• _Provided data_

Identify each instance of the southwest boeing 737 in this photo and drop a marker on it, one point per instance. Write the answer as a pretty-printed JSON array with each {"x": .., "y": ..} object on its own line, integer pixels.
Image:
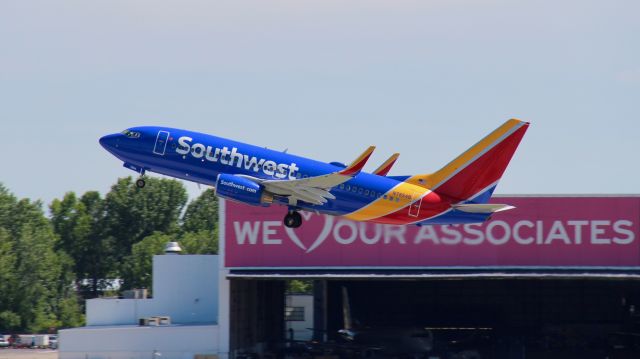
[{"x": 457, "y": 193}]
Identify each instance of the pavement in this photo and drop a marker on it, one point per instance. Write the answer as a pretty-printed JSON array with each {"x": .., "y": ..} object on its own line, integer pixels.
[{"x": 28, "y": 354}]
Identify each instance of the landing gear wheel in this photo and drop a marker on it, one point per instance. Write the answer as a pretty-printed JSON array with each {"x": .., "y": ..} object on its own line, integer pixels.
[{"x": 293, "y": 219}]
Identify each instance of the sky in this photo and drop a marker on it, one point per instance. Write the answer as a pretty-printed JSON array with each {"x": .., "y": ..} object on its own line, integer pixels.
[{"x": 324, "y": 79}]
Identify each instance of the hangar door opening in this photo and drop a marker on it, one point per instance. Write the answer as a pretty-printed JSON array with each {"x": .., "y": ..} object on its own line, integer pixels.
[
  {"x": 256, "y": 317},
  {"x": 498, "y": 318}
]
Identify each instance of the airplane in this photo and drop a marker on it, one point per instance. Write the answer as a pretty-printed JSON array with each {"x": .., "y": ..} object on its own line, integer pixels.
[{"x": 457, "y": 193}]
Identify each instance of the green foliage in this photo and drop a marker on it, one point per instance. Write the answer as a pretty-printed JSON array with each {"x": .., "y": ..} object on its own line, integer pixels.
[
  {"x": 300, "y": 286},
  {"x": 202, "y": 213},
  {"x": 34, "y": 274},
  {"x": 48, "y": 264}
]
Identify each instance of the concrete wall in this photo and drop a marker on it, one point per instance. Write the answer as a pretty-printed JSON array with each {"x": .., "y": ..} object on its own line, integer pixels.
[
  {"x": 132, "y": 342},
  {"x": 185, "y": 287}
]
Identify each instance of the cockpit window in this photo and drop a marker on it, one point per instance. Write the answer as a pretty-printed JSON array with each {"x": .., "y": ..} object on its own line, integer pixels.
[{"x": 131, "y": 134}]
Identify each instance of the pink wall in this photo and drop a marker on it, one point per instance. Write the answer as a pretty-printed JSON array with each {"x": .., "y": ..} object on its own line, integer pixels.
[{"x": 541, "y": 231}]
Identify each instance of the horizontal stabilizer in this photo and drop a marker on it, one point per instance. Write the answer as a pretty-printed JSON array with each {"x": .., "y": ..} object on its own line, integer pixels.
[
  {"x": 356, "y": 166},
  {"x": 386, "y": 166},
  {"x": 482, "y": 208}
]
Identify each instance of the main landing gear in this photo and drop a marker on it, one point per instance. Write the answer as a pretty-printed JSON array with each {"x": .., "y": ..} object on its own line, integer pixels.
[
  {"x": 293, "y": 219},
  {"x": 140, "y": 183}
]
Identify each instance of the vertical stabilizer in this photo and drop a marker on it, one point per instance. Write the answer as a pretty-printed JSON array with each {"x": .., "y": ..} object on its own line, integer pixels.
[{"x": 473, "y": 175}]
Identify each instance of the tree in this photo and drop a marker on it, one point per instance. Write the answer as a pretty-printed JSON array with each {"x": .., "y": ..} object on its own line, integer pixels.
[
  {"x": 133, "y": 213},
  {"x": 201, "y": 213},
  {"x": 78, "y": 223},
  {"x": 36, "y": 276}
]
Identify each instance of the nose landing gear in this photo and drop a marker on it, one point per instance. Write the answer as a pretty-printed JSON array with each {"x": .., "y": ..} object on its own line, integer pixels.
[{"x": 293, "y": 219}]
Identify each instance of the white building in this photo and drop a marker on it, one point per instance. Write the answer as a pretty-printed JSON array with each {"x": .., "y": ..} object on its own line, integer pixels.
[
  {"x": 299, "y": 316},
  {"x": 189, "y": 289}
]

• _To do_
Without the pictures, copy out all the records above exactly.

• _Solution_
Identify each instance of the southwest boeing 737 in this photo and drop a marker on it, one point per instance. Write the answer as a pretty-printed JSON array with each {"x": .., "y": ..} object on its own line, integer pixels.
Image:
[{"x": 457, "y": 193}]
Identify each instance of the pavement in this photo and drop a marker on it, one point per instance. Write the answer as a pretty-printed JSON array with each {"x": .., "y": ..} object on its own line, integer pixels.
[{"x": 28, "y": 354}]
Identify each instance of the landing gear wheel in this photo and drop a marker on it, one point per instance. Write the answer as a pretty-printed JSON array with each {"x": .., "y": ..} object on its own line, integer pixels.
[{"x": 293, "y": 219}]
Identify each instance of the sky in this photo and drop a marker on it, one point per instance. Write the answer as a pretty-printed JSON array with each {"x": .., "y": ..} object on its own line, integer pixels.
[{"x": 324, "y": 79}]
Identify each instance of the hangar door opening in this photo and drop a marker on it, one point per instance. Write the answer as a pretty-printed JSON array with each {"x": .., "y": ..} object on its own line, integer pixels.
[
  {"x": 256, "y": 317},
  {"x": 498, "y": 318}
]
Identify each instance of the airplane in this photo and drop a marker on it, one point per instance. Write the answer as a pretty-printed JSON array with each {"x": .., "y": ..} object on its own line, integer pixels.
[{"x": 457, "y": 193}]
Identify each instance of the green foliage in this photo and drop a marker on it, one point per instance. Write the answer as a pretty-printed JSON array with each {"x": .., "y": ..} object on its own line, integer pixels.
[
  {"x": 300, "y": 286},
  {"x": 202, "y": 213},
  {"x": 34, "y": 274},
  {"x": 48, "y": 264}
]
Identify each instance of the concrete wall in this photo and drop a marker on it, one point per instance. Write the answer as a pretty-printed JSON array with each {"x": .., "y": ..} object on its own line, integer pixels.
[
  {"x": 132, "y": 342},
  {"x": 185, "y": 287}
]
Identify each instance of the cockpit window in this photo and drop a marker on it, one point per instance. Write the answer as a pretty-printed JSON array with each {"x": .., "y": ..} object on its own line, integer pixels.
[{"x": 131, "y": 134}]
Identify each instance of the pink wall in this photo and drop a marker on it, one point per instance. Write the answer as a pretty-printed JSON array with each {"x": .., "y": ..} object on its own line, integer pixels.
[{"x": 541, "y": 231}]
Identify each instance of the horizontal stabilizer in this photo and drop a marker on it, one point per instance. Write the answer as a pretty-printed JSON array with each {"x": .., "y": ..} object on its own line, integer pixels.
[
  {"x": 356, "y": 166},
  {"x": 386, "y": 166},
  {"x": 482, "y": 208}
]
Identify each instance of the main landing gear in this photo and drop a marker on it, one point per instance. Write the answer as a pretty-printed JSON array with each {"x": .., "y": ..} object on its own line, integer pixels.
[
  {"x": 293, "y": 219},
  {"x": 140, "y": 183}
]
Identify each instance of the vertical stabilizer in this photo and drop a marker on it, one point per instance. Write the answer as a pretty-printed JSON array with each {"x": .., "y": ..} object on its own line, integer pixels.
[{"x": 473, "y": 175}]
Identify each instance of the tree in this photo and drop a marker on it, one point per instance. Write the answer as a pretty-printed JSON array with each {"x": .., "y": ..} object on its own line, integer pixels.
[
  {"x": 133, "y": 213},
  {"x": 201, "y": 213},
  {"x": 78, "y": 223},
  {"x": 36, "y": 276}
]
Identify each instance of the nose landing gear in this photo and drop a marker on it, one point per instance. Write the answer as a pretty-printed JSON array with each {"x": .., "y": ..} object on its own line, integer pixels.
[{"x": 293, "y": 219}]
Identify each instance of the white building in this photo and drop a marker on it, one point per instance. Write the answer as a pretty-printed JSON array with each {"x": .., "y": ..} object on its own line, integer pixels.
[
  {"x": 299, "y": 316},
  {"x": 189, "y": 289}
]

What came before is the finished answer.